ABOUT THIS EXERCISE: Please give the number of lines in the records below that include "leaves", with no other output.

DATA RECORDS:
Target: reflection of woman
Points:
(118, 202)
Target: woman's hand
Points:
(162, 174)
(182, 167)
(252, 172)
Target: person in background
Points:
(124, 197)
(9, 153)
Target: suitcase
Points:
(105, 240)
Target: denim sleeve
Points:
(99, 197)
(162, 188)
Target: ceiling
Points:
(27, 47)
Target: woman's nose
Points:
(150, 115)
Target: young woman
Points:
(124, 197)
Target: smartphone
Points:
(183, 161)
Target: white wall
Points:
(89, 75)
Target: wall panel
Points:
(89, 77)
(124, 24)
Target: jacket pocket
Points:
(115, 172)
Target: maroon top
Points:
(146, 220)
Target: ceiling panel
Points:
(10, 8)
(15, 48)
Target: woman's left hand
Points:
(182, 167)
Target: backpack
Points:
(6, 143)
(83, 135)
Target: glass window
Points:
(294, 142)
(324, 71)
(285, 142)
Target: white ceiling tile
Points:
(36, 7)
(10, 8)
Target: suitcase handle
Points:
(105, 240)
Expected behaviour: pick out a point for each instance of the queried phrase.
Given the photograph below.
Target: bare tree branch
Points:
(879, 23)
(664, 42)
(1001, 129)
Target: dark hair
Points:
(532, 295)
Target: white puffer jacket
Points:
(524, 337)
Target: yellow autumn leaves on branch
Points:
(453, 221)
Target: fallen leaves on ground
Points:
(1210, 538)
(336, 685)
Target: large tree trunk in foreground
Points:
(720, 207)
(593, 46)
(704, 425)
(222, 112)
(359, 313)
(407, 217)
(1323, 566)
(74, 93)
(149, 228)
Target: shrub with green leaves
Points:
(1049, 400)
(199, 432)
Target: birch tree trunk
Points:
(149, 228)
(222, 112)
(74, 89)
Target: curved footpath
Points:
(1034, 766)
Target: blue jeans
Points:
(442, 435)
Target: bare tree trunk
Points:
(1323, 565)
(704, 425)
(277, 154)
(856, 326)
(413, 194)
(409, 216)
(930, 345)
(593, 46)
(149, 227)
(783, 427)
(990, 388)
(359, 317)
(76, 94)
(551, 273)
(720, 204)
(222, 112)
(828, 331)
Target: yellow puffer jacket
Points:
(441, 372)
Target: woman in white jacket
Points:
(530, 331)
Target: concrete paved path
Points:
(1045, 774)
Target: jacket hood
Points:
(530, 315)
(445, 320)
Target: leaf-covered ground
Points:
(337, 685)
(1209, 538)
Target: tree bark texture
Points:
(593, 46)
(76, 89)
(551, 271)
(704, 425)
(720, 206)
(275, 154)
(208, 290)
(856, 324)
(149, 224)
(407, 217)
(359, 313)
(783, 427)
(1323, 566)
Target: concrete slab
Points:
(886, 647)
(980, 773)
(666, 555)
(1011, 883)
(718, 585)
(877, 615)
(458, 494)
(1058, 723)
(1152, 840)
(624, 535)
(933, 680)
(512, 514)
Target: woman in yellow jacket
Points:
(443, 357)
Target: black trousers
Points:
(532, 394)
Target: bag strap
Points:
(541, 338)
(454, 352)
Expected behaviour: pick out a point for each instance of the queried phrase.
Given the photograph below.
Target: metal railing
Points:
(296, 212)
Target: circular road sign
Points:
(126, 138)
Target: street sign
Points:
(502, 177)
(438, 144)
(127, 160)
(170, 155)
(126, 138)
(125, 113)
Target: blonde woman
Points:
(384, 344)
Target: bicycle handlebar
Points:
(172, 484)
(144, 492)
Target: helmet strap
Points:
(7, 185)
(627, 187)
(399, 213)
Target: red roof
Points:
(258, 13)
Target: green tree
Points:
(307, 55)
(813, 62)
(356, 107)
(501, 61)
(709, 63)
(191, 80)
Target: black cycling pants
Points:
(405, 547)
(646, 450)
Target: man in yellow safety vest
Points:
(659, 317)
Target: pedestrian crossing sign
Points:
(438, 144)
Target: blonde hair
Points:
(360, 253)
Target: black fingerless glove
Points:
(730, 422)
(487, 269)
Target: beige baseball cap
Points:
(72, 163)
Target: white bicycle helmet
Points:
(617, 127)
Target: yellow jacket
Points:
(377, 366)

WRITTEN REPLY: 3